Reproduce the records that follow word for word, line by line, with no changes.

*** Provided records ***

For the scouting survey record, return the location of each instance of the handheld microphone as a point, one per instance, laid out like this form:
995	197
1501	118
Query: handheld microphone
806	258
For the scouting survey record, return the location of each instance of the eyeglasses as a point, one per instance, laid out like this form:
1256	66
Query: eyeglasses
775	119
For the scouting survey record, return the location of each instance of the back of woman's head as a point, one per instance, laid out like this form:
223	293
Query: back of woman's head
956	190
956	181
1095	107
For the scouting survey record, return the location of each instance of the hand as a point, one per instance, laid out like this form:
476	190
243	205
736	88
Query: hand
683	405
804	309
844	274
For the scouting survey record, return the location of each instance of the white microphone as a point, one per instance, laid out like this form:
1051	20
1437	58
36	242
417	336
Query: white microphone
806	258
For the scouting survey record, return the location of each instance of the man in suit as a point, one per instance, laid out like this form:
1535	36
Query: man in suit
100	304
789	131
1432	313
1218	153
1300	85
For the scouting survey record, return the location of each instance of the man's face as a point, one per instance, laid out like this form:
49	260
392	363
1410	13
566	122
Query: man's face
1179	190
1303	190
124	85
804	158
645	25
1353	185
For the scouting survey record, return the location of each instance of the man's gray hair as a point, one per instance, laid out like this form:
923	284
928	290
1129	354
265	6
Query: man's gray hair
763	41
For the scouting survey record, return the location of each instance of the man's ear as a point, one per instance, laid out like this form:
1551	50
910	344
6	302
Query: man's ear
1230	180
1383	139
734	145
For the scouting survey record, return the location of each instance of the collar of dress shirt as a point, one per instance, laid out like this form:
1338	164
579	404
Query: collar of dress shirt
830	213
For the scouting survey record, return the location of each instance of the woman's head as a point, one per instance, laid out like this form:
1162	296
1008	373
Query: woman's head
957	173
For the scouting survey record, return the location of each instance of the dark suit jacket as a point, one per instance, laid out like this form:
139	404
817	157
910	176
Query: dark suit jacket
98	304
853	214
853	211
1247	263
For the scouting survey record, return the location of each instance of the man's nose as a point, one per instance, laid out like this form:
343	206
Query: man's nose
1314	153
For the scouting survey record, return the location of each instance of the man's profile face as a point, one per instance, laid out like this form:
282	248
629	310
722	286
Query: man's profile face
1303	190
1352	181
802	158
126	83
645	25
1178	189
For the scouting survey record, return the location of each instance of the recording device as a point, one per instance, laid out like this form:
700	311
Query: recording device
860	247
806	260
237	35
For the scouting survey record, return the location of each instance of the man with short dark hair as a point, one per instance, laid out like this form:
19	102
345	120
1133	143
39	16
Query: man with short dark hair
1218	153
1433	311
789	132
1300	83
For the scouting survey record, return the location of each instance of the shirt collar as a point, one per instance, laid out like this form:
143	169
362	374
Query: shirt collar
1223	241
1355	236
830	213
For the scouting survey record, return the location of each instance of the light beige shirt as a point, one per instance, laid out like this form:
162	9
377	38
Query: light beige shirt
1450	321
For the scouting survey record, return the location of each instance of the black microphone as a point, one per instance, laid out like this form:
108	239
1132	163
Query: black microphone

***

## Result for this task
For the scouting survey record, return the location of each instance of the handheld microphone as a point, one per instance, laid out like this form:
995	197
1501	118
Query: handheld microphone
806	258
For the scouting survey record, return the location of each instance of the eyeglasses as a point, one per instance, laid out like this form:
1256	66
Query: eyeglasses
775	119
For the scouting survey record, return the location of each instance of the back of woman's head as a point, one per instance, laid out like this form:
223	293
Query: back of woman's head
956	190
956	181
1095	107
For the scouting survey record, return the location of each instance of the hand as a point, one per instance, laid out like this form:
476	190
243	205
736	88
Query: hand
683	405
804	309
844	274
For the scouting survey record, return the location of each instance of the white microphone as a point, one per instance, laid out like this form:
1051	20
1437	58
36	242
417	336
Query: white microphone
806	258
For the scouting survey record, return the location of each instance of the man in suit as a point, one per instance, laid out like this form:
1535	36
Query: man in suit
100	304
789	131
1432	313
1218	153
1300	85
For the scouting survey record, return the location of each instance of the man's face as a point, one per instance, laid out like this form:
49	260
392	363
1410	13
566	122
Query: man's face
1179	190
1303	190
124	85
804	158
645	25
1353	185
For the scouting survey record, return the location of each instance of the man's gray hair as a point, one per instance, laid out like this form:
923	284
928	290
1129	354
265	6
Query: man's gray hair
763	41
For the scouting survey record, return the location of each instance of the man's ear as a point, one per instance, laid out like this form:
1551	50
910	344
6	302
Query: man's ear
1230	180
1383	139
734	145
For the scouting survey record, return the location of each instance of the collar of dress shirt as a point, one per instance, laid out like this form:
1338	164
579	404
Query: collar of dress shirt
830	213
For the scouting survey record, return the location of each instance of the woman's head as a point, one per instance, laid out like this form:
1162	296
1008	373
Query: woman's head
957	173
For the scouting survey record, return the location of each instance of the dark suit jacket as a point, one per instance, laid out like this form:
139	404
817	157
910	176
Query: dark suit jacket
98	304
853	214
853	211
1247	263
For the scouting survey record, return the location of each instance of the man's nose as a point, one per instance, laid out like this form:
343	206
Query: man's nose
1314	153
For the scouting survey record, return the location of each instance of the man's profile face as a point, one per instance, laid out like this form:
282	248
629	310
722	286
Query: man's profile face
1303	190
1352	181
802	158
126	83
645	25
1178	189
For the scouting survey record, return the location of each instance of the recording device as a point, one per instance, laid out like this form:
700	311
Query: recording device
860	247
806	260
237	35
For the scouting survey record, return the location of each instance of the man with short dark hair as a point, one per instance, laid out like this form:
19	102
345	120
1133	143
39	16
Query: man with short dark hair
1218	153
1433	311
789	132
1300	83
For the scouting survey record, return the location of each instance of the shirt collar as a point, one per instance, laid out like this form:
143	169
362	374
Query: shirt collar
1223	241
1355	236
830	213
For the scouting survey record, return the location of each instance of the light beige shirt as a point, one per instance, laid out like this form:
162	9
377	38
Query: light beige shirt
1450	321
For the scouting survey record, return the location of each instance of the black microphone as a point, one per instance, laid out like this form:
108	239
1132	163
Query: black microphone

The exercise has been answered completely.